◆ Problem requirements: Arrange every line of the rows below into a Markdown table with the columns "No." and "Line". Number the lines in order, skip blank ones, and leave the pictures out.
----- Input data
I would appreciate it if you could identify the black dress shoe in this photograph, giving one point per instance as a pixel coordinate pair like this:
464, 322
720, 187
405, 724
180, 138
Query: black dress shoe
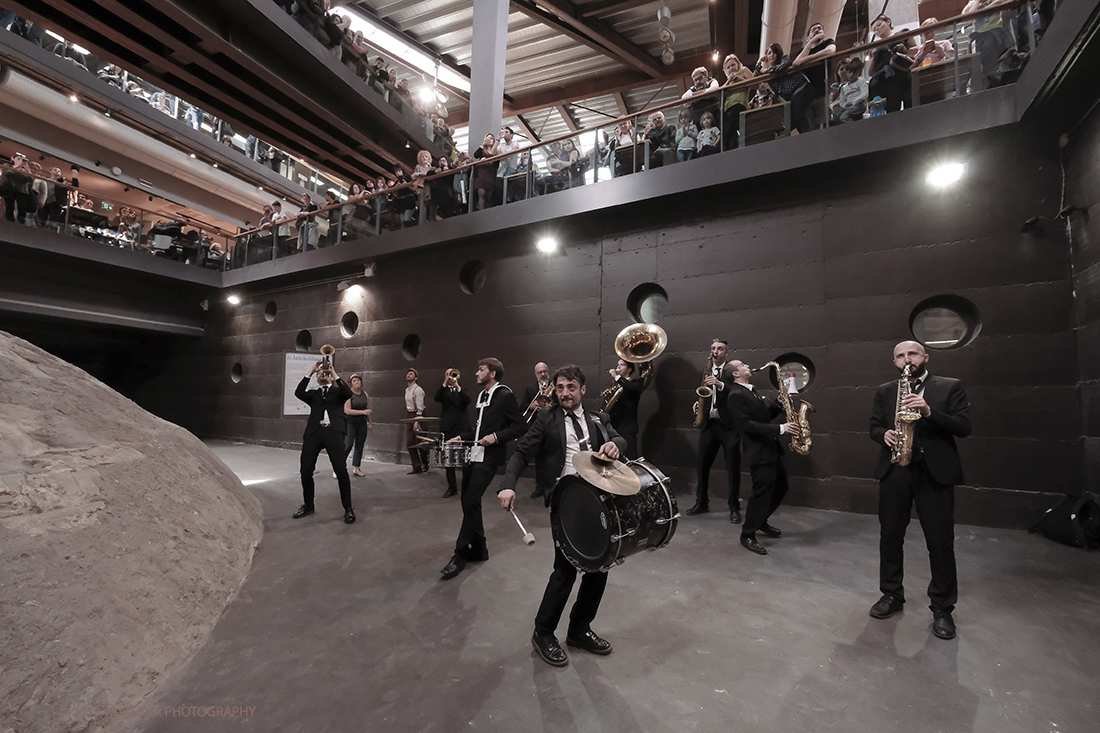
----------
◆ Problem solution:
| No. | Line |
|---|---|
| 1 | I would appreciate it if you could identify the black dress shoe in this photograph, giving one point per instance as a pixel coordinate pair like this: |
| 2 | 464, 322 |
| 3 | 720, 187 |
| 4 | 405, 724 |
| 5 | 180, 138 |
| 6 | Query: black dress shoe |